### Reading passage
____
For many people unable to come to terms with the annihilation of six million Jews, the diary of a young teenage girl is the only way to begin to comprehend the personal tragedies of the Holocaust.
Indeed, The Diary of Anne Frank has come to symbolize Nazism’s malevolent destruction of innocent Jewish life and infinite Jewish potential. However, it is both interesting and instructive to understand the immediate history in Amsterdam that led to the tragic story of Anne Frank and her celebrated masterpiece.
Beginning with Hitler’s rise to power in 1933 and accelerating dramatically after the outbreak of World War II in 1939, thousands of Jews sought refuge in the Netherlands. In response, the Dutch authorities established Westerbork as a central camp to hold them and, after Germany invaded the Netherlands on May 10, 1940, utilized Westerbork as a staging ground from which to deport Jews.
From July 1942 to September 1944, almost 100,000 were deported to concentration camps, most to Auschwitz (60,330) and Sobibor (34,313), where almost all were murdered upon arrival. (Westerbork’s most notable prisoner was undoubtedly Anne Frank, who arrived there on August 4, 1944.)
At the very inception of their invasion of the Netherlands, the Nazis engaged in a vicious aerial bombardment that almost reduced Rotterdam to rubble and, fearing that this military tactic would be extended to other Dutch cities, the Dutch army surrendered only a few days later on May 14, 1940.
With Queen Wilhelmina having fled to Great Britain to establish a government-in-exile, Hitler lost little time in establishing a Nazi civil administration, which issued a series of anti-Semitic edicts beginning in autumn 1940, including the firing of all Jewish civil servants and the formal registration of all Jews with the government. (Pursuant to a 1940 census, there were 159,806 registrations, which included 19,561 people born of mixed marriages; a Jew was at that time defined in the Netherlands as any person with two Jewish grandparents.)
____
### Collected data
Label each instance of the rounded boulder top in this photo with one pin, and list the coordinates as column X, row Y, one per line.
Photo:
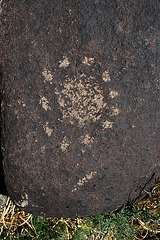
column 80, row 103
____
### Written exercise A
According to the passage on the Holocaust in the Netherlands, on what date did the Dutch army surrender?
### Written exercise B
Reproduce the passage on the Holocaust in the Netherlands from "Indeed, The Diary" up to and including "her celebrated masterpiece.".
The material plays no part in what follows.

### Expected output A
The Dutch army surrendered on May 14, 1940.

### Expected output B
Indeed, The Diary of Anne Frank has come to symbolize Nazism’s malevolent destruction of innocent Jewish life and infinite Jewish potential. However, it is both interesting and instructive to understand the immediate history in Amsterdam that led to the tragic story of Anne Frank and her celebrated masterpiece.